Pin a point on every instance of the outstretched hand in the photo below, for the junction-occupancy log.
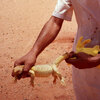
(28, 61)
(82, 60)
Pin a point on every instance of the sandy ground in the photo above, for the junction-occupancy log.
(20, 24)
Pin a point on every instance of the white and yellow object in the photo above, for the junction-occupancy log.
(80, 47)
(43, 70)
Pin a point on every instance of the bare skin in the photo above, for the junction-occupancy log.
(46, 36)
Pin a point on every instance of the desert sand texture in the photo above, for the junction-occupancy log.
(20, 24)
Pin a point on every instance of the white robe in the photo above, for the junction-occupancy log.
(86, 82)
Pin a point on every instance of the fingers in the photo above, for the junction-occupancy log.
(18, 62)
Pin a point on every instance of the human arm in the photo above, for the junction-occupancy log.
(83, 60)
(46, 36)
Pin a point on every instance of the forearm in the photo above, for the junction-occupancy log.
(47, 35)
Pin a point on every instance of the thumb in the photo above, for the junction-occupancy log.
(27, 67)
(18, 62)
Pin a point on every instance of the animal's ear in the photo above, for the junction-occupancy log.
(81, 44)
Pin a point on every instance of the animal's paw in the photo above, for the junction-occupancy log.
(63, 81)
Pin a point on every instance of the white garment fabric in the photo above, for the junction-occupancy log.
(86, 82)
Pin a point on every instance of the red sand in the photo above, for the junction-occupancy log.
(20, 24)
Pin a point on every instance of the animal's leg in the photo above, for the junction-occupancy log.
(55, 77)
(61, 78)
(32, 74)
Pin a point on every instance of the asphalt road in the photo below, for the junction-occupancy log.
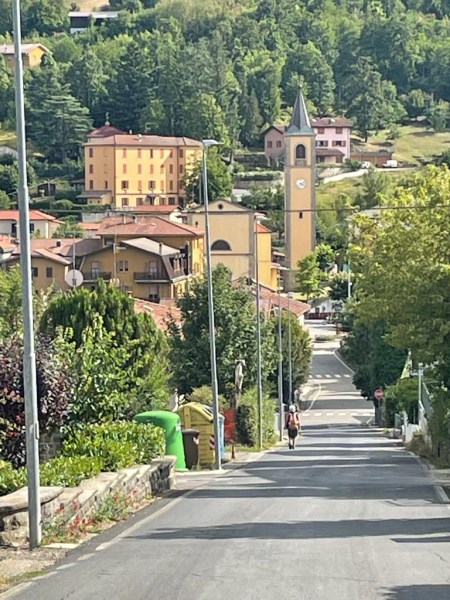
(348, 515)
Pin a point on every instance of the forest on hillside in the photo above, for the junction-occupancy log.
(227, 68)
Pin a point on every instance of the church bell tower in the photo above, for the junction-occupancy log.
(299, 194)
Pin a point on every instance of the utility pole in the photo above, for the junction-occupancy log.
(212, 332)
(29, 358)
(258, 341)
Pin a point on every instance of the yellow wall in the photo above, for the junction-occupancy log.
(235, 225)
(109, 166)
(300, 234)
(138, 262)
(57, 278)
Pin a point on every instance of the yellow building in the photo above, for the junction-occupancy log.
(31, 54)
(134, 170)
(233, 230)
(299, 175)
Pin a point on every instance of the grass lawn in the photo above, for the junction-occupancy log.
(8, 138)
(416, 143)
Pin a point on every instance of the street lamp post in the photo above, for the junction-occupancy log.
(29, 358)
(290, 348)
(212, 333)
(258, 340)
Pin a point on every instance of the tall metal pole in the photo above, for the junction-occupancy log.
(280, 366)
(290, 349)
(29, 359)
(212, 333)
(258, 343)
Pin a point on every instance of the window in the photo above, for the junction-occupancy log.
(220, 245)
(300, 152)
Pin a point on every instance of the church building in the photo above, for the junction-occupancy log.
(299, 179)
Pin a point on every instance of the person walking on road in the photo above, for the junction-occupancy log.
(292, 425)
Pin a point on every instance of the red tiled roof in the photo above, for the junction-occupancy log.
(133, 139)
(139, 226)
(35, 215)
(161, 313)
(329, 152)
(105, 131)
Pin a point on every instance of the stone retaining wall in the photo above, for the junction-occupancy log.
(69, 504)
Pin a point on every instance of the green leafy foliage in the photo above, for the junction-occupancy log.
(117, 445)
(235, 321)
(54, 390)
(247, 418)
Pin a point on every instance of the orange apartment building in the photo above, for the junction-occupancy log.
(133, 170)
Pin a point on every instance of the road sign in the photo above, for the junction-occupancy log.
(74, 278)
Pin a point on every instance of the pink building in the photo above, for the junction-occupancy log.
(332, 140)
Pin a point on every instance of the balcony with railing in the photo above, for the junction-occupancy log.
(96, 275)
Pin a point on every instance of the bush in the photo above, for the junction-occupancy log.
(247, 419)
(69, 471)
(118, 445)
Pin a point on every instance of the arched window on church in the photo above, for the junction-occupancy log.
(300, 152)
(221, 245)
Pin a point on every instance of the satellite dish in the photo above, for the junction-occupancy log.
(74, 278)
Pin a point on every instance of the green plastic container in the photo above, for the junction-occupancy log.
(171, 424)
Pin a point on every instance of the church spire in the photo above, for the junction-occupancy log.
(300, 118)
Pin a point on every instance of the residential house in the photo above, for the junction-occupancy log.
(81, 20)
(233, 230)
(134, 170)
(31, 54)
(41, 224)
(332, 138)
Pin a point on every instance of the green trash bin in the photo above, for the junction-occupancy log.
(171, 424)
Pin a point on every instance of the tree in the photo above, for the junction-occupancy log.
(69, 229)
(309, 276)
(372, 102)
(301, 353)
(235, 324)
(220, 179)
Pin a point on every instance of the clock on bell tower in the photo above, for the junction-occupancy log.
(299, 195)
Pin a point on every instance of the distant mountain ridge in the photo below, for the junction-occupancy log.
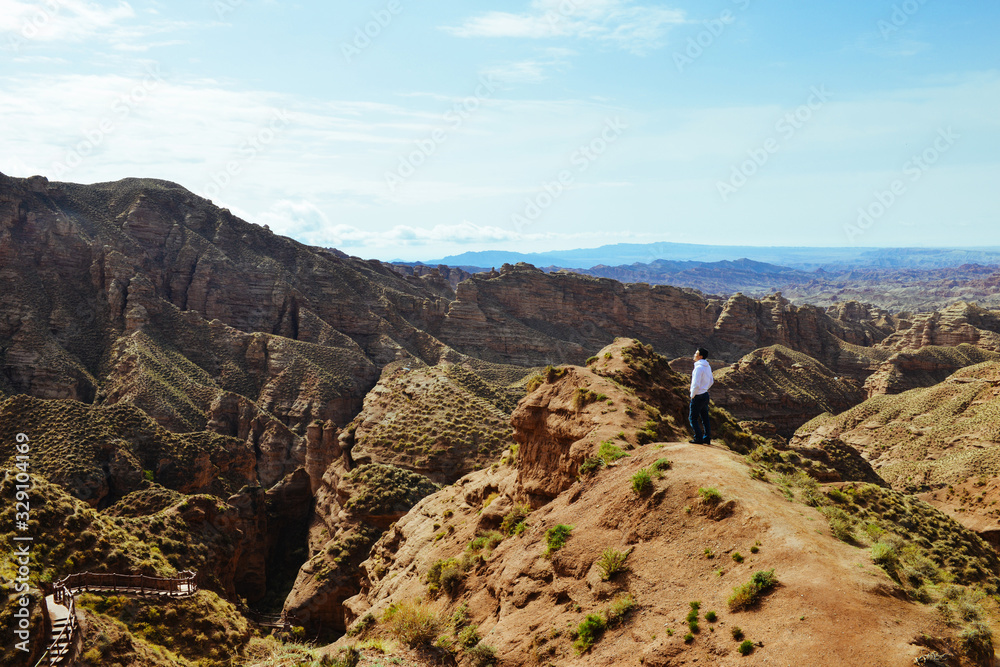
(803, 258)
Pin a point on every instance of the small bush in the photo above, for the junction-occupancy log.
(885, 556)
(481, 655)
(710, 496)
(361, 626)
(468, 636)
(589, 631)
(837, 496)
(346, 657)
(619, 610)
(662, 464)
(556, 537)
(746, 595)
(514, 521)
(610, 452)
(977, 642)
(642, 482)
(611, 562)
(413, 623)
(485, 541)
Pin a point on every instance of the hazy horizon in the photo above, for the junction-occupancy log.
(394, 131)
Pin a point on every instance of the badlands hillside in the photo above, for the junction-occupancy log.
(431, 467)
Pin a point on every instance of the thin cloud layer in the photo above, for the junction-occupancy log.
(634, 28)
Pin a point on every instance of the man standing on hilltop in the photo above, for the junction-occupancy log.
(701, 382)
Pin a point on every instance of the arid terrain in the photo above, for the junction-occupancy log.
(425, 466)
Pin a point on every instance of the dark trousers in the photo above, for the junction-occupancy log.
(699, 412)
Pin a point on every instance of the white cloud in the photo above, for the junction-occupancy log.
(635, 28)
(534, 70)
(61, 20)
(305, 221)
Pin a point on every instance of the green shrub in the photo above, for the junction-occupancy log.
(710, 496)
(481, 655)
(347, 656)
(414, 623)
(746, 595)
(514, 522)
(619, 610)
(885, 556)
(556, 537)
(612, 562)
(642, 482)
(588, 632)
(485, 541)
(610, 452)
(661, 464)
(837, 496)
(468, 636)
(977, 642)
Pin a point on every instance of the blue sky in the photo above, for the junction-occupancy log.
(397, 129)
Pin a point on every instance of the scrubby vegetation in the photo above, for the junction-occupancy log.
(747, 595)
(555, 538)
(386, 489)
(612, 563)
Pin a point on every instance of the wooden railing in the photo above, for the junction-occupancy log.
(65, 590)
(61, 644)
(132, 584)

::::::::

EXERCISE OBJECTIVE
Please transcribe all of the entries word for word, with the pictures left out.

RESULT FOR THIS TASK
Pin a point on every instance of the outstretched hand in the photo below, for the junction-occupancy log.
(28, 61)
(82, 60)
Pin a point on every instance of the sandy ground in the photo above, for the junction-occupancy log.
(20, 24)
Pin a point on every instance of the white and yellow object in the photo above, for the junction-occupancy log.
(80, 47)
(43, 70)
Pin a point on every instance of the bare skin in the photo above, for the junction-occupancy log.
(46, 36)
Pin a point on every instance of the desert sand texture in the photo above, for the junction-occupancy log.
(20, 24)
Pin a point on every instance of the white robe in the photo above, for the junction-occupancy log.
(86, 82)
Pin a point on every instance of the fingers in the photo above, for the junction-occupancy log.
(18, 62)
Pin a point on every instance of the human arm in the photo above, for the junction-occupancy log.
(83, 60)
(46, 36)
Pin a point on every instance of the forearm in the photo above, for the junction-occupancy log.
(47, 35)
Pin a point on every instance of the thumb in the photo above, for the junction-occupancy log.
(27, 67)
(18, 62)
Pin a point on every instance of the animal's ear in the photo above, for the junction-occupancy log.
(81, 44)
Pin a point on every instance of the animal's paw in the photo above, for the junction-occupancy log.
(63, 81)
Pin a point on every instance of the white garment fabric in the photo above, for the junction-occupancy log.
(86, 82)
Pin a point on every instance of the red sand in the photo above, for the junction-occupancy log.
(20, 24)
Pin a point on every instance of the animal's leg in the photo above, for the junction-occupancy log.
(55, 77)
(61, 78)
(32, 74)
Pin a point on every instance of the asphalt road in the photo below, for the junction-occupancy log.
(348, 515)
Pin a point on every instance of the forest on hillside in the photo above, for the junction-occupancy log.
(227, 68)
Pin a point on every instance of the church bell tower in the photo above, for the junction-occupancy log.
(299, 194)
Pin a point on every instance of the utility pole in the photo above, for the junction-occupancy log.
(212, 332)
(29, 358)
(258, 341)
Pin a point on every instance of the yellow wall in the photo above, for the junction-occupancy log.
(235, 225)
(109, 166)
(300, 234)
(138, 262)
(57, 278)
Pin a point on every instance of the yellow building in the photo above, for the junction-occupancy log.
(31, 54)
(134, 170)
(233, 230)
(299, 175)
Pin a point on every instance of the grass lawn in the photo above, for the junction-occupancy log.
(8, 138)
(416, 143)
Pin a point on every instance of the street lamp post in the photo above, for the junction-occupancy log.
(29, 358)
(290, 348)
(212, 333)
(258, 340)
Pin a point on every instance of the tall metal pole in the photo above, for the junction-occupancy log.
(280, 366)
(290, 349)
(29, 359)
(212, 333)
(258, 343)
Pin a point on every instance of the window in the photo above, for the junction-occupancy log.
(220, 245)
(300, 152)
Pin a point on every instance of the church building in the photo above, for the junction-occupancy log.
(299, 179)
Pin a point on every instance of the person walking on road in the photo above, for the junction-occupancy log.
(292, 425)
Pin a point on every instance of the red tiled roof in the photo above, for the junction-occupancy log.
(133, 139)
(139, 226)
(35, 215)
(161, 313)
(329, 152)
(105, 131)
Pin a point on every instance of the stone retaining wall in the photo above, for the junction-occupancy log.
(69, 504)
Pin a point on every instance of the green leafy foliage in the photo above, for the junction-occupancy log.
(117, 445)
(235, 321)
(54, 390)
(247, 418)
Pin a point on every instance of the orange apartment building in the photo above, for the junction-occupancy log.
(133, 170)
Pin a point on every instance of the road sign in the photo above, for the junction-occupancy log.
(74, 278)
Pin a point on every instance of the pink building in the photo above, for the junction-occupancy log.
(332, 140)
Pin a point on every instance of the balcony with railing in the photo above, for the junction-occupancy log.
(96, 275)
Pin a point on every instance of the bush in the photo above, for the junction-occupancy log.
(247, 419)
(69, 471)
(118, 445)
Pin a point on every instance of the arched window on church in the photo above, for the junction-occupancy log.
(300, 152)
(221, 245)
Pin a point on every instance of the satellite dish in the photo above, for the junction-occupancy log.
(74, 278)
Pin a point on every instance of the green plastic container in the photo above, for the junction-occupancy log.
(171, 424)
Pin a point on every instance of the church spire in the photo above, for the junction-occupancy log.
(300, 118)
Pin a point on every instance of the residential house in the photo above, for the junction-occupancy log.
(81, 20)
(233, 230)
(134, 170)
(31, 54)
(41, 224)
(332, 138)
Pin a point on every instance of the green trash bin in the photo above, for the junction-occupancy log.
(171, 424)
Pin a point on every instance of the tree in the photo above, for the junction-occupancy log.
(69, 229)
(309, 276)
(372, 102)
(301, 353)
(235, 324)
(220, 179)
Pin a point on every instance of the clock on bell tower in the photo above, for the junction-occupancy log.
(299, 195)
Pin a point on every instance of the distant mountain ridge in the photo below, for the junction-occupancy log.
(803, 258)
Pin a point on every instance of the small bush in the photo above, for the junction-occupancy log.
(885, 556)
(481, 655)
(710, 496)
(361, 626)
(468, 636)
(589, 631)
(837, 496)
(346, 657)
(619, 610)
(662, 464)
(556, 537)
(746, 595)
(514, 521)
(610, 452)
(977, 642)
(642, 482)
(611, 562)
(413, 623)
(485, 541)
Pin a point on every instance of the hazy horizon in the photo above, for the junction-occupancy log.
(394, 131)
Pin a point on every instance of the badlands hillside in the photo above, for the junction-occupancy log.
(431, 467)
Pin a point on every instance of the thin cloud layer in the photo above, for the junction-occupancy log.
(634, 28)
Pin a point on every instance of the man standing on hilltop in the photo above, for the junction-occupancy log.
(701, 382)
Pin a point on every instance of the arid terrain in the photo above, for the junction-occupancy log.
(425, 466)
Pin a point on every instance of the dark trousers in the photo above, for the junction-occupancy log.
(699, 412)
Pin a point on every instance of the white cloud in the photo above, for the junction-occupancy log.
(635, 28)
(534, 70)
(61, 20)
(305, 221)
Pin a point on every instance of the green shrub in the photo above, for the junction-occupancy log.
(710, 496)
(481, 655)
(347, 656)
(414, 623)
(746, 595)
(514, 522)
(619, 610)
(885, 556)
(556, 537)
(612, 562)
(642, 482)
(588, 632)
(485, 541)
(610, 452)
(661, 464)
(837, 496)
(468, 636)
(977, 642)
Pin a point on every instance of the blue sky in the photo above, for the junction-occupancy log.
(397, 129)
Pin a point on every instance of the scrubby vegetation in the photo above, for the junction-occupancy log.
(747, 595)
(555, 538)
(386, 489)
(612, 563)
Pin a point on every instance of the wooden railing in the photo above, for the junction-occupancy log.
(65, 590)
(61, 644)
(132, 584)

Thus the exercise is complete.